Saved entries
--

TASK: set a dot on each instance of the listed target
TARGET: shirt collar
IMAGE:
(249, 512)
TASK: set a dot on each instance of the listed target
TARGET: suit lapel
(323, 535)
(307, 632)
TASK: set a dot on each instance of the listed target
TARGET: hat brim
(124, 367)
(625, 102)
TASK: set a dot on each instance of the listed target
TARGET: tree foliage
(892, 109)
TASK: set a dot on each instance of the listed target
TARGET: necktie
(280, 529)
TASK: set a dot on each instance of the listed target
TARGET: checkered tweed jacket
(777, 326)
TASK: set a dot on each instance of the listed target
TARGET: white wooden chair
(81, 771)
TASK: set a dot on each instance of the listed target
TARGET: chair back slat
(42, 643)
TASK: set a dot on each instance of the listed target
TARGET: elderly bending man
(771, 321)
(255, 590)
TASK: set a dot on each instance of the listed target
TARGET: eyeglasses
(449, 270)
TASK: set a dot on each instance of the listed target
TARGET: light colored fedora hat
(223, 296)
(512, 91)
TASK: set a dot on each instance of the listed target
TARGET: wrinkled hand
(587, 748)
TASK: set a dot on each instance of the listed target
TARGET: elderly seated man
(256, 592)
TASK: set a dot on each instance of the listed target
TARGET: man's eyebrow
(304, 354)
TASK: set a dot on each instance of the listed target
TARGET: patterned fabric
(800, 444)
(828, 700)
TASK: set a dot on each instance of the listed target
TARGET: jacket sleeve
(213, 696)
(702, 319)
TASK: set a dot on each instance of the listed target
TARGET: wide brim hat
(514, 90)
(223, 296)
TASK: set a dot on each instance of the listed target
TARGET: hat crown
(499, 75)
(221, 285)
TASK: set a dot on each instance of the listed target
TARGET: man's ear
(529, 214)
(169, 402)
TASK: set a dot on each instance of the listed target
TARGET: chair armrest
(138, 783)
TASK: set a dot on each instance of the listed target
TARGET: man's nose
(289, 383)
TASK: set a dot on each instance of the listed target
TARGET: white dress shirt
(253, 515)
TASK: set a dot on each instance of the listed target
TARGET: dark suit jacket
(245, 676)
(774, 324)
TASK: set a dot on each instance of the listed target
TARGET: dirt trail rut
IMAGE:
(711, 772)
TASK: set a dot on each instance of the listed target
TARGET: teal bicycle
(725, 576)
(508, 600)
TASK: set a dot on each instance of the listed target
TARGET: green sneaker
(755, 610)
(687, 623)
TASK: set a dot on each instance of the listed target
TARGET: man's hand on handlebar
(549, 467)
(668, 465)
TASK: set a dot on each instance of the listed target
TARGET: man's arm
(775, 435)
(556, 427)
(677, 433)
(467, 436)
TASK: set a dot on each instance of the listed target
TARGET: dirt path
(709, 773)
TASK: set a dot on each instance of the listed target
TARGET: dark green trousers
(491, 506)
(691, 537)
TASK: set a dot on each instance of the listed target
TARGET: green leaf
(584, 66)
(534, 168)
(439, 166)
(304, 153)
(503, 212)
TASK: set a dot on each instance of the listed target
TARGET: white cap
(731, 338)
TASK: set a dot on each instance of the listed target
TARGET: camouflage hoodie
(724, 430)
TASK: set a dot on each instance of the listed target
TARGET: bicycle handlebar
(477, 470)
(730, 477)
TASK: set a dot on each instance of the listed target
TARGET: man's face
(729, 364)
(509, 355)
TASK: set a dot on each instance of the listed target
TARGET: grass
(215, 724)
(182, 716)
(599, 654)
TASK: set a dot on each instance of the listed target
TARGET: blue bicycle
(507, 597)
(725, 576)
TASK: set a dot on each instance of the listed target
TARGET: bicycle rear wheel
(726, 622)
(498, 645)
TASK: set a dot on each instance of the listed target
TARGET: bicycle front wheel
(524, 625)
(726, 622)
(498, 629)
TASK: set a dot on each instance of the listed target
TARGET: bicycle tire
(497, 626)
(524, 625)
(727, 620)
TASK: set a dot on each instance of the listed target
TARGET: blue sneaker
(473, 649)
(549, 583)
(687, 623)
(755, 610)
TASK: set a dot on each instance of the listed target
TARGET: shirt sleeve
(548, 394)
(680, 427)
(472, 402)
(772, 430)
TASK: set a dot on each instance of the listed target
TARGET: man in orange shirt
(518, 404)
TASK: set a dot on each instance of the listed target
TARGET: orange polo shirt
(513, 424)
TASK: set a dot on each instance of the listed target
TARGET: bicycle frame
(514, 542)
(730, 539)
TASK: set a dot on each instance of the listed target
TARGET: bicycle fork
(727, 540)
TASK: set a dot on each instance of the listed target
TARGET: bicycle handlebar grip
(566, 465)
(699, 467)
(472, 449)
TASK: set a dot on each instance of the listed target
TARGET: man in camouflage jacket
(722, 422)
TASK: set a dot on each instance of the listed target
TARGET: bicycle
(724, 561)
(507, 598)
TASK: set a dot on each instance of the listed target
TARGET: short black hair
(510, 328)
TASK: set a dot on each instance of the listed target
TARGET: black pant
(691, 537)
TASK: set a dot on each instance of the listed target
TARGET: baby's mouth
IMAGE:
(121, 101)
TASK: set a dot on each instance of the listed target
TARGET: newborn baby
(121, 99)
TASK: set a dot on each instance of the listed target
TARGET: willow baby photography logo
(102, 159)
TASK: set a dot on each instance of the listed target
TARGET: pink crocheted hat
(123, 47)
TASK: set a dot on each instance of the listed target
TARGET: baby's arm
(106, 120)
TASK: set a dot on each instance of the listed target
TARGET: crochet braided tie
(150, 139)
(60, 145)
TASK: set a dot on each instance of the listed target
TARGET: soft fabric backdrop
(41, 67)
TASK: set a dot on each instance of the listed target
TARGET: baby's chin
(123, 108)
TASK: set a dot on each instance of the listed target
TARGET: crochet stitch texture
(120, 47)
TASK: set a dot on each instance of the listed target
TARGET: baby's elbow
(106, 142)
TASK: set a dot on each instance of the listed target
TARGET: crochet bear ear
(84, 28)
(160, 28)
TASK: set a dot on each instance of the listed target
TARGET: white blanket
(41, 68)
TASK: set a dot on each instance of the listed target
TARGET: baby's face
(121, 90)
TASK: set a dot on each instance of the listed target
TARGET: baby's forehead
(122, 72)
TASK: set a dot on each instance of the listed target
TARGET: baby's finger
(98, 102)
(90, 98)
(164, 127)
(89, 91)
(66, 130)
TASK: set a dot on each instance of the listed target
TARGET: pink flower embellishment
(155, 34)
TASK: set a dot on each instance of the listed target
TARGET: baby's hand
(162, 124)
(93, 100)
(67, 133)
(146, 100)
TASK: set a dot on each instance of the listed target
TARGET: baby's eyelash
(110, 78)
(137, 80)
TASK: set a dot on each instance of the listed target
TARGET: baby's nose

--

Exercise details
The records above are to be printed out again exactly, without omission.

Answer area
TASK: set a dot on each instance of the listed target
TARGET: shirt collar
IMAGE:
(249, 512)
TASK: set a dot on each instance of the listed target
TARGET: suit lapel
(323, 535)
(307, 632)
TASK: set a dot on each instance of the listed target
TARGET: hat brim
(124, 367)
(625, 102)
TASK: set a dot on each instance of the listed target
TARGET: tree foliage
(892, 109)
TASK: set a dot on each instance of the listed target
TARGET: necktie
(280, 529)
TASK: set a dot on each instance of the listed target
TARGET: checkered tweed jacket
(777, 326)
TASK: set a dot on each instance of the listed target
TARGET: white wooden chair
(81, 771)
TASK: set a dot on each instance of the listed target
TARGET: chair back slat
(42, 643)
TASK: set a dot on each instance of the listed target
TARGET: elderly bending man
(771, 321)
(255, 590)
TASK: set a dot on each instance of the listed target
TARGET: eyeglasses
(449, 270)
TASK: set a dot on each instance of the listed target
TARGET: light colored fedora hat
(223, 296)
(512, 91)
TASK: set a dot on each instance of the listed target
TARGET: wrinkled hand
(587, 748)
TASK: set a dot on each instance of the listed target
TARGET: elderly seated man
(256, 592)
TASK: set a dot on each instance of the listed target
TARGET: man's eyebrow
(304, 354)
TASK: set a dot on each instance of the listed target
TARGET: patterned fabric
(800, 444)
(828, 700)
TASK: set a dot on each instance of the listed target
TARGET: jacket sleeve
(213, 696)
(702, 319)
TASK: set a dot on each instance of the listed target
TARGET: wide brim hat
(514, 90)
(223, 296)
TASK: set a dot on each instance of the listed target
TARGET: hat crown
(499, 75)
(221, 285)
TASK: set a dot on each instance of the listed target
TARGET: man's ear
(529, 214)
(169, 402)
TASK: set a dot on each instance of the listed target
TARGET: chair armrest
(138, 783)
TASK: set a dot on each instance of the listed target
TARGET: man's nose
(289, 383)
TASK: set a dot on each instance of the listed target
TARGET: white dress shirt
(253, 515)
TASK: set a dot on each instance of the listed target
TARGET: dark suit jacket
(245, 676)
(774, 324)
TASK: set a dot on each instance of the listed target
TARGET: dirt trail rut
IMAGE:
(711, 772)
TASK: set a dot on each instance of the listed target
TARGET: teal bicycle
(725, 576)
(508, 600)
TASK: set a dot on each instance of the listed target
TARGET: green sneaker
(755, 610)
(687, 623)
TASK: set a dot on each instance of the listed target
TARGET: man's hand on handlebar
(549, 467)
(668, 465)
TASK: set a dot on each instance of the listed target
TARGET: man's arm
(775, 435)
(556, 427)
(677, 433)
(467, 436)
TASK: set a dot on each instance of the listed target
TARGET: dirt path
(709, 773)
TASK: set a dot on each instance of the listed target
TARGET: dark green trousers
(491, 506)
(691, 537)
TASK: set a dot on each instance of the listed target
TARGET: green leaf
(584, 66)
(534, 168)
(439, 166)
(304, 153)
(503, 212)
TASK: set a dot on each instance of the listed target
TARGET: white cap
(731, 338)
TASK: set a dot on each instance of the listed target
TARGET: camouflage hoodie
(724, 430)
TASK: set a dot on each instance of the listed target
TARGET: bicycle handlebar
(477, 470)
(730, 477)
TASK: set a dot on each instance of the listed target
TARGET: man's face
(729, 364)
(509, 355)
TASK: set a dot on each instance of the listed target
TARGET: grass
(215, 724)
(182, 716)
(599, 654)
TASK: set a dot on each instance of the listed target
TARGET: blue bicycle
(507, 597)
(725, 576)
TASK: set a dot on each instance of the listed target
TARGET: bicycle rear wheel
(726, 622)
(498, 645)
TASK: set a dot on each instance of the listed target
TARGET: bicycle front wheel
(524, 625)
(726, 622)
(498, 629)
TASK: set a dot on each instance of the listed target
TARGET: bicycle tire
(497, 626)
(524, 625)
(727, 620)
TASK: set a dot on each instance of the listed target
TARGET: blue sneaker
(473, 649)
(549, 583)
(687, 623)
(755, 610)
TASK: set a dot on each instance of the listed target
TARGET: shirt sleeve
(548, 394)
(680, 427)
(472, 402)
(772, 430)
TASK: set a dot on each instance of the listed target
TARGET: man in orange shirt
(518, 404)
TASK: set a dot on each instance of the listed target
TARGET: orange polo shirt
(513, 424)
TASK: set a dot on each instance of the listed target
TARGET: bicycle frame
(514, 542)
(730, 539)
TASK: set a dot on each instance of the listed target
TARGET: bicycle fork
(727, 540)
TASK: set a dot on each instance of the listed target
TARGET: bicycle handlebar grip
(566, 465)
(699, 467)
(472, 449)
TASK: set a dot on each instance of the listed target
TARGET: man in camouflage jacket
(722, 422)
TASK: set a dot on each instance of the listed target
TARGET: bicycle
(724, 561)
(507, 598)
TASK: set a dot on each instance of the listed target
TARGET: short black hair
(510, 328)
TASK: set a dot on each instance of the listed target
TARGET: black pant
(691, 537)
TASK: set a dot on each instance of the listed target
TARGET: baby's mouth
IMAGE:
(121, 101)
TASK: set a dot on each instance of the listed target
TARGET: newborn baby
(121, 99)
TASK: set a dot on each instance of the listed target
TARGET: willow baby photography logo
(102, 159)
TASK: set a dot on each instance of the listed target
TARGET: pink crocheted hat
(123, 47)
TASK: set a dot on each instance of the listed target
TARGET: baby's arm
(106, 120)
TASK: set a dot on each instance of the listed target
TARGET: crochet braided tie
(150, 139)
(60, 145)
TASK: set a dot on each instance of the listed target
TARGET: soft fabric backdrop
(41, 67)
TASK: set a dot on each instance of the listed target
TARGET: baby's chin
(123, 108)
TASK: set a dot on each instance of the listed target
TARGET: crochet stitch texture
(120, 47)
TASK: set a dot on each instance of the listed target
TARGET: baby's elbow
(106, 142)
TASK: set a dot on each instance of the listed target
TARGET: crochet bear ear
(84, 28)
(160, 28)
TASK: set a dot on each instance of the listed target
TARGET: white blanket
(41, 68)
TASK: set a dot on each instance of the listed target
TARGET: baby's face
(121, 90)
TASK: set a dot on each instance of the listed target
TARGET: baby's forehead
(122, 72)
TASK: set a dot on each instance of the listed target
TARGET: baby's finger
(98, 102)
(90, 98)
(164, 127)
(89, 91)
(66, 130)
TASK: set a dot on each instance of the listed target
TARGET: pink flower embellishment
(155, 34)
TASK: set a dot on each instance of the listed target
TARGET: baby's hand
(162, 124)
(93, 100)
(67, 133)
(146, 100)
TASK: set a dot on each instance of the listed target
TARGET: baby's eyelash
(110, 78)
(137, 80)
TASK: set a dot on each instance of the listed target
TARGET: baby's nose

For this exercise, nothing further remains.